### Required task
Show each line below that contains the word "tree".
**** Exercise inputs ****
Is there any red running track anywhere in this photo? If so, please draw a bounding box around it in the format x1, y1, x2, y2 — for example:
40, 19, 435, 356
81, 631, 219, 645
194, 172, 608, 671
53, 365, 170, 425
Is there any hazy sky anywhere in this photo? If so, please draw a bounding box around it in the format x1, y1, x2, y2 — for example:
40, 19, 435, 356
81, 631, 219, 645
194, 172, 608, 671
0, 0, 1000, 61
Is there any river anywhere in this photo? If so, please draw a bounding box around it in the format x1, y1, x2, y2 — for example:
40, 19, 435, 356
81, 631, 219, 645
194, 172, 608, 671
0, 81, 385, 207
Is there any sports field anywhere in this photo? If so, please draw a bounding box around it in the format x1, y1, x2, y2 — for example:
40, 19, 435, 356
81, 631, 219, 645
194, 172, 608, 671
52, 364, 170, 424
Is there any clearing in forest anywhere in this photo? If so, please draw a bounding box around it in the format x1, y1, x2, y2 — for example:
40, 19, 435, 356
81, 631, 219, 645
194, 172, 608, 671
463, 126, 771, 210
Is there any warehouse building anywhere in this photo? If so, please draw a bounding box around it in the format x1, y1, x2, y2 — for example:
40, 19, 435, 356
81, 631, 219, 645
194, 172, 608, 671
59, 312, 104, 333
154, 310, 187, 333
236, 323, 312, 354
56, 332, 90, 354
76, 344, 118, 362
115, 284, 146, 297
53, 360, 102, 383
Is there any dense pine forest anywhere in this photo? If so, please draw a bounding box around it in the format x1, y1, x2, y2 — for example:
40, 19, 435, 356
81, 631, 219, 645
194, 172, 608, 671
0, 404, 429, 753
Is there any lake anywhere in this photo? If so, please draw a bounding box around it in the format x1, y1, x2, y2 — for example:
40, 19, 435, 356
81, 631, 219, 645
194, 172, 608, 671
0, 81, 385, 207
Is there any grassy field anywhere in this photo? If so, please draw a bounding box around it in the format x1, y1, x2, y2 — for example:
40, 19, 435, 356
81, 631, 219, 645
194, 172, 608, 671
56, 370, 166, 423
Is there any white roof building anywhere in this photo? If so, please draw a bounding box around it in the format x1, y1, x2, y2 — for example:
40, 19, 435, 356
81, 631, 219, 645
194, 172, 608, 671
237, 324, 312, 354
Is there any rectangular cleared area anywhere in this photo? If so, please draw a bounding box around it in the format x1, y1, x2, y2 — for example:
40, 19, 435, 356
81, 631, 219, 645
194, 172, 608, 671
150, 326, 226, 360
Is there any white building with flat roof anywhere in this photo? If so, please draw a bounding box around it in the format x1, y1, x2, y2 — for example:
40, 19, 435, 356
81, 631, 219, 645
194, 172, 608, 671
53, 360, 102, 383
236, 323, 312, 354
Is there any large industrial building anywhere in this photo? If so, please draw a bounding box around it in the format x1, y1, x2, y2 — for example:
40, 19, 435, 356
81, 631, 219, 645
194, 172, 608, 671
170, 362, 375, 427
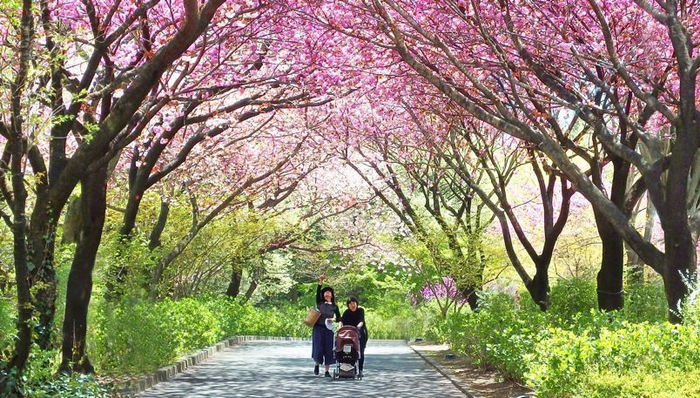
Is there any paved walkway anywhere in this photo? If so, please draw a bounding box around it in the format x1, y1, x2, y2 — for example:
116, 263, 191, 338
137, 340, 468, 398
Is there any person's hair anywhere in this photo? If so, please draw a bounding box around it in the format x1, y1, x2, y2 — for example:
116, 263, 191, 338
321, 286, 335, 304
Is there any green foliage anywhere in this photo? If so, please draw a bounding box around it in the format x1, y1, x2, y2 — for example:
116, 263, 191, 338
447, 293, 545, 379
87, 298, 180, 374
0, 346, 111, 398
547, 277, 598, 327
621, 280, 668, 322
0, 296, 17, 341
157, 298, 222, 353
429, 279, 700, 398
526, 323, 700, 397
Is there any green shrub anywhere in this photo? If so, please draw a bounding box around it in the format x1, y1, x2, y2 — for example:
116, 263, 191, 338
525, 323, 700, 397
547, 278, 598, 328
448, 293, 545, 380
525, 328, 596, 397
620, 281, 668, 323
0, 346, 112, 398
163, 298, 221, 355
87, 299, 179, 374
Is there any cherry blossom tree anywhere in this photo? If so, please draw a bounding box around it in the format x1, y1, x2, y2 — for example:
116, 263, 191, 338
298, 0, 700, 322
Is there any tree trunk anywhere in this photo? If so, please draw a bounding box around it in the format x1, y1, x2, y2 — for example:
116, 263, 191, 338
525, 261, 552, 311
596, 217, 625, 311
593, 156, 632, 311
60, 167, 107, 373
226, 267, 243, 298
148, 198, 170, 251
245, 279, 258, 300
****
### Exercise solution
Is there any cherry blossom tree anywhere in this photo? If so, please draw a bounding box around it in the format x1, y1, x2, y2 — for example:
Is there any tree trunk anywhere in this photo? If so, please draw a bounding box around it in the format x1, y1, x2, y2 — for example:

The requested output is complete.